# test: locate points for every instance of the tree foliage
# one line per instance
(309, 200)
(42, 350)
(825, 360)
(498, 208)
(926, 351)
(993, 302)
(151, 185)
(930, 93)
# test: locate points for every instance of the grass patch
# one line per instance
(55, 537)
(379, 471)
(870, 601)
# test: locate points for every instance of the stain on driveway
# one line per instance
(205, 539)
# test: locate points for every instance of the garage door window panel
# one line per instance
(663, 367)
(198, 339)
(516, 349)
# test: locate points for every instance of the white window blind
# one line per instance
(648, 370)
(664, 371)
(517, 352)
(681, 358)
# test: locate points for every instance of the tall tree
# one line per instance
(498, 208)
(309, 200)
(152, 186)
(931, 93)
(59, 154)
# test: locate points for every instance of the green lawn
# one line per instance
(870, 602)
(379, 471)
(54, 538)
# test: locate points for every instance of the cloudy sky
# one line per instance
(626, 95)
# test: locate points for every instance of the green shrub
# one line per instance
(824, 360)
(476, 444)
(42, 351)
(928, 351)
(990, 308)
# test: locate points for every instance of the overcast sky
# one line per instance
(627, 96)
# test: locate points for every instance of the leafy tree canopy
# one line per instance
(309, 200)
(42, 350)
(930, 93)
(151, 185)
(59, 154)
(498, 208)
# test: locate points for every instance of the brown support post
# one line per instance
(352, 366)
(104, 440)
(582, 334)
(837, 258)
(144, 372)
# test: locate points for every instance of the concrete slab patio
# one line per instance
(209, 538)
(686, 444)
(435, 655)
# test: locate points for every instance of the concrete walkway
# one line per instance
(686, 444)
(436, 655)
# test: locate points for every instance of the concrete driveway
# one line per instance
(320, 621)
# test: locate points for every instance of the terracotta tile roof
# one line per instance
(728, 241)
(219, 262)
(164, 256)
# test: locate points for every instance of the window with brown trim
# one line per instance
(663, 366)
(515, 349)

◇ ◇ ◇ ◇ ◇

_Problem to solve_. Copy every one of the rows above back out word for word, in the same order.

_Solution to this problem_.
# test: locate points for every instance of the tree foliage
# one line per instance
(309, 200)
(42, 350)
(825, 360)
(498, 208)
(926, 351)
(993, 302)
(151, 185)
(930, 93)
# test: locate points for every instance of the grass patch
# one line per instance
(55, 537)
(379, 471)
(870, 601)
# test: locate points for every instance of the stain on driveway
# one line per instance
(205, 539)
# test: locate points for every instance of the garage door window panel
# one line per instance
(663, 367)
(198, 339)
(516, 349)
# test: locate points for every instance of the white window blind
# one line per instance
(648, 370)
(664, 371)
(517, 352)
(681, 358)
# test: locate points for every instance of the tall tree
# one line per instance
(498, 208)
(309, 200)
(152, 186)
(931, 93)
(59, 154)
# test: locate points for every instance of the green lawn
# one line per instance
(870, 602)
(379, 471)
(54, 538)
# test: locate points for every instance of the cloudy sky
# one line per instance
(626, 95)
# test: locate points for every instance of the green shrub
# one line per instance
(824, 360)
(476, 444)
(42, 351)
(928, 351)
(990, 308)
# test: locate points for every instance of the overcast sky
# one line per instance
(627, 96)
# test: locate points for every instance of the leafy tree canopy
# one line per instance
(309, 200)
(42, 350)
(930, 93)
(151, 185)
(59, 154)
(498, 208)
# test: locate points for every instance of the brown support post
# one line per instance
(352, 366)
(104, 440)
(582, 334)
(837, 258)
(144, 372)
# test: locate points for every instance of the concrete slab patio
# one line per instance
(209, 538)
(686, 444)
(435, 655)
# test: locate points for every instance of the concrete walkway
# one line per instance
(686, 444)
(436, 655)
# test: locate points for every instance of the concrete driveway
# one line per instance
(320, 621)
# test: locate points for every instance of the terracotta tile roof
# one line per instance
(728, 241)
(219, 262)
(164, 256)
# test: locate points for every instance of the window with brown trim
# one line per instance
(663, 366)
(515, 349)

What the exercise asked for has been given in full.